EXTRACT PROVIDED —
* Begin *
April 10, 2021 3:13:19 am

(Written by Sourav Roy Barman and Pratim Ghoshal)
The cotton kurta-clad cultured “bhadralok” squirms at the very thought of his daughter marrying an “Arora”. Bengali culture, literature and music have no match, he proclaims. The family stays in a tastefully done-up house, complete with a rich collection of books and precious works of art adorning the walls. This vignette from the 2012 Bollywood hit Vicky Donor reproduces the popular imagination of the elite, bhadralok household which has come to (mis)represent Bengal’s social-cultural life in popular culture.
With the ongoing assembly elections taking place, this stereotypical image has been rehashed and reinstated in a range of analyses on the ongoing election. Several analysts and political commentators attribute the BJP’s rise in Bengal as a subaltern revolt of the rural-agrarian masses against the urban-centric socio-cultural elites, the bhadraloks. The BJP’s successes in the 2019 Lok Sabha elections and its emergence as the principal challenger in West Bengal is seen as proof of the success of “subaltern Hindutva”.
* End *
INFORMATION GIVEN —
* Begin *
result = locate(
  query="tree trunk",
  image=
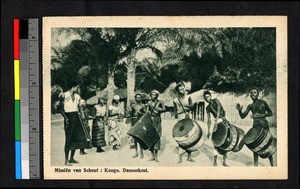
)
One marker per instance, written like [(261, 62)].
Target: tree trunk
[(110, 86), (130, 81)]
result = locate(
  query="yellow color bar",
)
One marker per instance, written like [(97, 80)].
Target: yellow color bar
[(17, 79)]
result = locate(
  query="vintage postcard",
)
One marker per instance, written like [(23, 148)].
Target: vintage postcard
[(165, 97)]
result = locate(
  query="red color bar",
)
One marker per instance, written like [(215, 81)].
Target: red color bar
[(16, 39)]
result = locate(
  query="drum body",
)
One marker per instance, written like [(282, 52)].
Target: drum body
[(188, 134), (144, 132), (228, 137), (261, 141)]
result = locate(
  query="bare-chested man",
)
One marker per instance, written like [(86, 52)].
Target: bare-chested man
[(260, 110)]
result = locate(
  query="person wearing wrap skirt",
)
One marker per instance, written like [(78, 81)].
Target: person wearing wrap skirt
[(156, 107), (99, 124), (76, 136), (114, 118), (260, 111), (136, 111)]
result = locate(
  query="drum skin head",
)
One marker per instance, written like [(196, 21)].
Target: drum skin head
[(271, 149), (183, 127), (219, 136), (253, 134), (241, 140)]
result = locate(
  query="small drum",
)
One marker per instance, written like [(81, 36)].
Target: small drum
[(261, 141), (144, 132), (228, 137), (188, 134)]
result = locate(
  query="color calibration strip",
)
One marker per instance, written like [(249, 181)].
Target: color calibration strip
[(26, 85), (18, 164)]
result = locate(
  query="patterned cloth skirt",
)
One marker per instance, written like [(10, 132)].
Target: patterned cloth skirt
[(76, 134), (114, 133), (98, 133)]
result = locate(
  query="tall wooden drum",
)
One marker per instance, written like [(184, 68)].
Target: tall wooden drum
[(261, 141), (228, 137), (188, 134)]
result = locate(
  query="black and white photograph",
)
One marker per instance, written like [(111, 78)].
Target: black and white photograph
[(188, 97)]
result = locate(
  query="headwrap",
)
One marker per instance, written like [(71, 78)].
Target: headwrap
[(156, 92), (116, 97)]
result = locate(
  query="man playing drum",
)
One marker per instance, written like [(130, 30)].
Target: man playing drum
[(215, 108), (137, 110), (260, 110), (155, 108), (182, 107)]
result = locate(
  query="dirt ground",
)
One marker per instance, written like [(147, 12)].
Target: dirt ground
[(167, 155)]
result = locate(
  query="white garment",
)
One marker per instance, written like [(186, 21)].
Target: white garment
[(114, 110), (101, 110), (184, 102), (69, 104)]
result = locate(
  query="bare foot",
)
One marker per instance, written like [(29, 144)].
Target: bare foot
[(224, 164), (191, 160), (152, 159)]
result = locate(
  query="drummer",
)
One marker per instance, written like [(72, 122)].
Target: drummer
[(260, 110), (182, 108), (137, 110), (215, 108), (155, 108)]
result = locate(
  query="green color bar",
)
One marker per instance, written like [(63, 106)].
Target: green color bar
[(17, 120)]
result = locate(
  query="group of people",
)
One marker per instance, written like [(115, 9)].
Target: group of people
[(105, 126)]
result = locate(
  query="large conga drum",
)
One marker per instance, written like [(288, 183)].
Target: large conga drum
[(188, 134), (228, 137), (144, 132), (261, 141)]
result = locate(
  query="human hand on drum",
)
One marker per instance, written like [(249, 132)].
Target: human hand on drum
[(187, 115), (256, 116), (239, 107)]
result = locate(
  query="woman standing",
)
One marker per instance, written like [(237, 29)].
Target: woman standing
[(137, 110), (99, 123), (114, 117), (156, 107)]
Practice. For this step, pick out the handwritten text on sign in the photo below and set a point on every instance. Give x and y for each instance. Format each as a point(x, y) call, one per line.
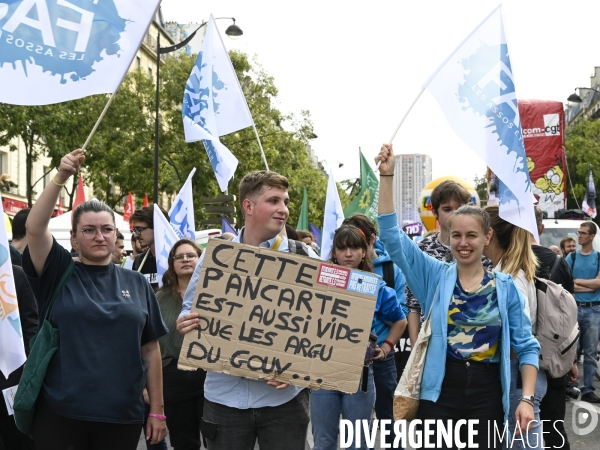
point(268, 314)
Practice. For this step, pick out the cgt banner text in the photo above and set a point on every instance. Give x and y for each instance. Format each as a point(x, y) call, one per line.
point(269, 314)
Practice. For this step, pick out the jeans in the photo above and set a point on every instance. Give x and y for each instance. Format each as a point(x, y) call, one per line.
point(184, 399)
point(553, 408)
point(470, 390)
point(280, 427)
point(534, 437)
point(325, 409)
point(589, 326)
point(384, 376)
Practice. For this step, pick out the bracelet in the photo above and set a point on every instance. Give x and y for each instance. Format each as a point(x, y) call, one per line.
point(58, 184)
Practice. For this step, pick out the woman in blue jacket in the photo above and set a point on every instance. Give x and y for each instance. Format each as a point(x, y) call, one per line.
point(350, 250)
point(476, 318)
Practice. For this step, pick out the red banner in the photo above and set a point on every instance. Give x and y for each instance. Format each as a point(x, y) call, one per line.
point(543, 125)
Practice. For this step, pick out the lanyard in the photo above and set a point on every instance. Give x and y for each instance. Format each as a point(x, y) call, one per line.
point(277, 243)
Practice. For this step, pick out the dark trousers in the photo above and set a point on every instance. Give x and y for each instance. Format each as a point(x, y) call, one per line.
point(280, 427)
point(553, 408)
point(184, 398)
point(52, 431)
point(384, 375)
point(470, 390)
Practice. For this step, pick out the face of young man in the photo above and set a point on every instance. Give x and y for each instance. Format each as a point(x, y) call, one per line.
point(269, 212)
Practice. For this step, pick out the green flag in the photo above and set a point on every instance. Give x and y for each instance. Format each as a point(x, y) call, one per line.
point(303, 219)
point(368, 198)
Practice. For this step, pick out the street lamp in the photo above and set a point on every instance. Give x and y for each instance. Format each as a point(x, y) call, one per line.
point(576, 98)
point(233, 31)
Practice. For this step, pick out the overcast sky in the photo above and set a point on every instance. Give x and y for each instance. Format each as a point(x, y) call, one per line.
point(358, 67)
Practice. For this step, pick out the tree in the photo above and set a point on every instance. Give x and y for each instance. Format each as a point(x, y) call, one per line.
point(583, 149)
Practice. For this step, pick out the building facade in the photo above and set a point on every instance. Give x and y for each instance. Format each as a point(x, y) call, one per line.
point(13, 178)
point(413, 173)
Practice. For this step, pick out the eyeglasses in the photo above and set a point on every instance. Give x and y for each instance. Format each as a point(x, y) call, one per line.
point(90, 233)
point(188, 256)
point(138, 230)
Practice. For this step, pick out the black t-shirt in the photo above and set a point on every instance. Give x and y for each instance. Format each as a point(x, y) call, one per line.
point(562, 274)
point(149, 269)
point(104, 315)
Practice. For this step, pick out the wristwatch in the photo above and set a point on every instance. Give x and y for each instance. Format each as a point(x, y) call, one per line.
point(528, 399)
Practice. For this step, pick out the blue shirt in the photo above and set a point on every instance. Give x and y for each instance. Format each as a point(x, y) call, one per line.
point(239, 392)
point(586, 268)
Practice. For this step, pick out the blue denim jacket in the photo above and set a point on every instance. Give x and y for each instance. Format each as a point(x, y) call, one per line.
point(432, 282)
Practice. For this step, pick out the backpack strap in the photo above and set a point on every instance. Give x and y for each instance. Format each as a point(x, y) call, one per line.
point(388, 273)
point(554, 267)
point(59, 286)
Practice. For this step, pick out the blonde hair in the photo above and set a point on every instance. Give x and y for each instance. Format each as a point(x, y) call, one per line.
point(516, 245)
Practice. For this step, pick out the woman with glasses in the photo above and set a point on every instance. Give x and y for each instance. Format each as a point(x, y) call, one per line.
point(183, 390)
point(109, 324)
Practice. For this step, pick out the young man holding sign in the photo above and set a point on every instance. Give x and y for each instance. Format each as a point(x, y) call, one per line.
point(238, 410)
* End *
SET EXERCISE — Carry on the article about the bhadralok stereotype and the BJP's rise in Bengal, picking up after its final sentence.

IN RESPONSE —
However, hastily employing this narrative to read Bengal’s contemporary political situation ends up generating a context-blind and ahistorical picture. In doing so, it crucially ignores the role that elites, albeit of a different kind, have played in the BJP’s power-grabs in the east. A more historically-informed reading of contemporary political developments in West Bengal and Tripura underlines this point.
The twilight years of the Left government in Bengal witnessed the growing hold of a stratum of entrenched local elites. Perceptive studies on West Bengal’s politics, such as Dwaipayan Bhattacharyya’s Government as Practice (2016), have captured how this growing stratum of self-serving political-economic elites gradually took over the Left’s machinery. With the Left Front government committing serious political and ideological mistakes in its final years, the party machinery imploded, jolted by the Singur and Nandigram agitations. In this changing political context, while some were sidelined, many of these self-serving elites joined the TMC.
Mamata Banerjee’s spectacular victory in 2011 brought great expectation of change. Her populist politics and overarching persona paid rich electoral dividends in subsequent elections. However, underneath Banerjee’s popularity remained the TMC’s dogged control over political life through a network of local elites and strongmen. Acting as key nodes, these actors dominated the party-society and marginalised the opposition space, all the while enhancing their own political and economic fortunes. Figures like Arjun Singh, Suvendu Adhikari and Arabul Islam typified this stratum of political elites. The TMC’s decade-long reign meant that these actors consolidated an iron-like grip over political life while simmering anger built up over the years with scams, petty corruption and “syndicates” becoming an everyday part of people’s lives.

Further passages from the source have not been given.